▶ Task to carry out
Rewrite the stretch of the Georgiy Voronyi profile from "He introduced the" through "physics, and meteorology.", swapping "meteorology" for "climatology".

▶ Text passage
----------------
Introduction: Uncovering Ukraine is a series of short stories about Ukrainians who’ve advanced technology, art, and science to new heights. Check out our other articles in this series.
Georgiy Voronyi was an outstanding Ukrainian scientist, and professor at the University of Warsaw, and served as Dean of the Faculty of Mechanics of the Warsaw Polytechnic Institute.
Voronyi is a co-founder of a new branch of mathematics — the geometry of numbers — and his work is widely used in modern research, computer graphics, and more.
Voronyi was born in the village of Zhuravka, Pyriatyn, in the Poltava Governorate, on April 28, 1868. Voronyi graduated from high school at the Gymnasium of Priluki in 1885, where he demonstrated a strong aptitude for mathematics and particularly algebra.
While attending school in Priluki, he solved a mathematical challenge set by professor Ermakov of Kyiv University on factorizing polynomials. Despite his young age, his solution was eventually published in the Journal of Elementary Mathematics.
In 1885, Voronyi entered St. Petersburg University and set number theory as his main field of research. Poor health forced the young scientist to return to his native Zhuravka, where he continued to work on his research. In the fall of 1889, Georgiy Voronyi passed his final exams and defended his thesis on Bernoulli’s numbers.
Shortly after, he prepared for the master’s exams on the basis of a submission signed by the leading professors of mathematics, Markov, Korkin, Sohotsky, and Posse. At the same time, he was appointed a part-time teacher at the Peterhof secondary school.
During his short life — only 40 years — Voronyi wrote extensively and produced six large memoirs and six articles published between 1890 and 1908. Voronyi’s work helped change modern number theory and he is considered among the greatest arithmeticians of his era. His research is now used in a wide variety of fields, including crystallography, physics, astronomy, chemistry, microbiology, computer graphics, artificial intelligence, pattern recognition, and ophthalmology.
He introduced the concept of what is now known as Voronyi diagrams or tessellations. This concept is used in many areas of science, such as the analysis of spatially distributed data, and it has helped shape modern geophysics, condensed matter physics, and meteorology.
----------------
▶ Provided information
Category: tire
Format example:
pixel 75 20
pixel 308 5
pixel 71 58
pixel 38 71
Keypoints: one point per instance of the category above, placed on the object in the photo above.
----------------
▶ Final answer
He introduced the concept of what is now known as Voronyi diagrams or tessellations. This concept is used in many areas of science, such as the analysis of spatially distributed data, and it has helped shape modern geophysics, condensed matter physics, and climatology.